Requirements: Render the items below as a JSON list of strings, one string per line, starting at the line that contains "Drop a point on every instance of the vertical" and continuing up to and including the final line of the items. Leave out blank lines.

Supplied material:
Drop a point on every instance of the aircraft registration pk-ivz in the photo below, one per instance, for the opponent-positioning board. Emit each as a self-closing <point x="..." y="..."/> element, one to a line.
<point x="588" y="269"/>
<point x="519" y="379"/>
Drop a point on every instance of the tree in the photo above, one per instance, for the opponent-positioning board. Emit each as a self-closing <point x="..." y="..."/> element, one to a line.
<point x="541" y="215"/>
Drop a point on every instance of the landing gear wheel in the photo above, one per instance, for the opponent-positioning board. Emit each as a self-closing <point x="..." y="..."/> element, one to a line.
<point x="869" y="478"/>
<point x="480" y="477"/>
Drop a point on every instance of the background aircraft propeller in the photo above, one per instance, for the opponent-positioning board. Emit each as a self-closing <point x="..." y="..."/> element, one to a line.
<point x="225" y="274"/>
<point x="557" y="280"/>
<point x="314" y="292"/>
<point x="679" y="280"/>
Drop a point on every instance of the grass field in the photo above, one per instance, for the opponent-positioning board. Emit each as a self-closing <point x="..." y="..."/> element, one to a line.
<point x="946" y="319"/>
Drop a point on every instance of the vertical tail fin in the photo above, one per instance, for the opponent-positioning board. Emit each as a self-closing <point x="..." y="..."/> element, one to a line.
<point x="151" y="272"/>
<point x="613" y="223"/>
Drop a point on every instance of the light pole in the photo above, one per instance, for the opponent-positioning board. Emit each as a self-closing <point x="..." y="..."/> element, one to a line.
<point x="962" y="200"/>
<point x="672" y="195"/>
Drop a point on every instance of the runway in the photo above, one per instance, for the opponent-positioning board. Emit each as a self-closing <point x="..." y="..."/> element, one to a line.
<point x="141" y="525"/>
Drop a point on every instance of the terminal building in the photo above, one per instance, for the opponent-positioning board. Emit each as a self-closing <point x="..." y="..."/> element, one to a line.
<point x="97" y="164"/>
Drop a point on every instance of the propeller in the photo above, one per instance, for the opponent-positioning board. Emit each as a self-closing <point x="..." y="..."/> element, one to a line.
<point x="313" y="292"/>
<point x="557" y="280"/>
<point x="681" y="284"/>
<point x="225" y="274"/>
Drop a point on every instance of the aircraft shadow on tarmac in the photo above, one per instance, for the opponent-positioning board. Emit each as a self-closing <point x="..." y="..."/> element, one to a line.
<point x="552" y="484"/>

Exercise answer:
[
  "Drop a point on every instance of the vertical tail fin in the photo above, one per instance, for the opponent-positioning board. Emit each as a self-closing <point x=\"...\" y=\"...\"/> element, one to a line.",
  "<point x=\"151\" y=\"272\"/>",
  "<point x=\"613\" y=\"223\"/>",
  "Drop a point on every instance of the light pole in the photo above, one per instance, for the opponent-positioning board. Emit each as a self-closing <point x=\"...\" y=\"...\"/> element, one to a line.",
  "<point x=\"962\" y=\"200\"/>",
  "<point x=\"672\" y=\"195\"/>",
  "Drop a point on every instance of the runway in the photo above, one per instance, for the opponent-positioning board. Emit each as a self-closing <point x=\"...\" y=\"...\"/> element, one to a line.",
  "<point x=\"141\" y=\"525\"/>",
  "Drop a point on every instance of the terminal building in the photo above, one per instance, for the opponent-positioning board. Emit each as a self-closing <point x=\"...\" y=\"...\"/> element, one to a line.",
  "<point x=\"97\" y=\"164\"/>",
  "Drop a point on every instance of the propeller in the photo above, one per instance, for the opponent-positioning board. Emit each as a self-closing <point x=\"...\" y=\"...\"/> element, one to a line.",
  "<point x=\"313\" y=\"292\"/>",
  "<point x=\"557\" y=\"280\"/>",
  "<point x=\"681\" y=\"284\"/>",
  "<point x=\"225\" y=\"274\"/>",
  "Drop a point on every instance of the aircraft shadow on tarmac in the photo above, one per instance, for the opponent-positioning board. Emit each as a self-closing <point x=\"...\" y=\"...\"/> element, one to a line.",
  "<point x=\"552\" y=\"484\"/>"
]